Si hacemos un sondeo a nuestro alrededor, obtendremos una respuesta mayoritaria —incluso unánime— a favor de la tolerancia, de los comportamientos tolerantes, como no podría o debería ser de otra manera en nuestras sociedades occidentales democráticas, plurales y con ciudadanías cultivadas. La intolerancia la relegamos a esas otras sociedades totalitarias, inmersas en dictaduras políticas, dominadas por la violencia y con una mayoría de población desestructurada e inculta. Pero ¿es realmente esto así? ¿No agitamos a veces el término «tolerancia» como un fetiche vacío, como una banderola o señuelo sin contenido?
Más aún, si es «bueno» ser tolerantes, ¿significa esto que hemos de aceptar por igual todas las convicciones, todas las opiniones, sin espíritu crítico? ¿Es lo mismo ser tolerante que ser relativista? ¿Con quiénes/qué hemos de ser tolerantes con las personas/seres vivos o con las ideas? ¿Por qué pensamos que es necesaria o útil la tolerancia en los estados verdaderamente democráticos y progresistas?
En lo que sigue vamos a aproximarnos al concepto de «tolerancia», a su origen y significado. Si al final de estas líneas contamos con unas coordenadas del mismo, que nos permitan responder a las preguntas iniciales con más conocimiento de causa, habremos conseguido nuestro objetivo.

==================================================

• CONSIGNA
Según el texto sobre la tolerancia, ¿a qué sociedades relegamos la intolerancia? Para esto no hace falta consultar los registros.

• REGISTROS APORTADOS
==================================================

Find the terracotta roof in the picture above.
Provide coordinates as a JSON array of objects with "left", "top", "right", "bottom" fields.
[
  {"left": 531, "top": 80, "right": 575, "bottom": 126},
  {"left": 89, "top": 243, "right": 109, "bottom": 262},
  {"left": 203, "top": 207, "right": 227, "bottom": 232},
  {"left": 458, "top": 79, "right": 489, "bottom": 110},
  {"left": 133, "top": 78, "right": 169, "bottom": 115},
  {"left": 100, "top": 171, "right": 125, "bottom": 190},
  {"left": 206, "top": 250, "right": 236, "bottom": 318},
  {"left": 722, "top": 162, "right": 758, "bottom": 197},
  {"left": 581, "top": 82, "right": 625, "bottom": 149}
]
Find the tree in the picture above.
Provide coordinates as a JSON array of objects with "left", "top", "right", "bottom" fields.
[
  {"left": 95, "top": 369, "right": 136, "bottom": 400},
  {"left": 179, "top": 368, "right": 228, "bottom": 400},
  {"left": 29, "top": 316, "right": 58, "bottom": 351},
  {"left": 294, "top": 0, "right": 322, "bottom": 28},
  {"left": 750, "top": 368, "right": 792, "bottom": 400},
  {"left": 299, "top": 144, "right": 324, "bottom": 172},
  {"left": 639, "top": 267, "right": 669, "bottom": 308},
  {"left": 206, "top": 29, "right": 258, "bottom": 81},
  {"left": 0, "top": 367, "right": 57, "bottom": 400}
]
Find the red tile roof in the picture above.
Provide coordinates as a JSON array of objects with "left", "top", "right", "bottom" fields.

==================================================

• TU RESPUESTA
A sociedades totalitarias, inmersas en dictaduras políticas, dominadas por la violencia y con una mayoría de población desestructurada e inculta.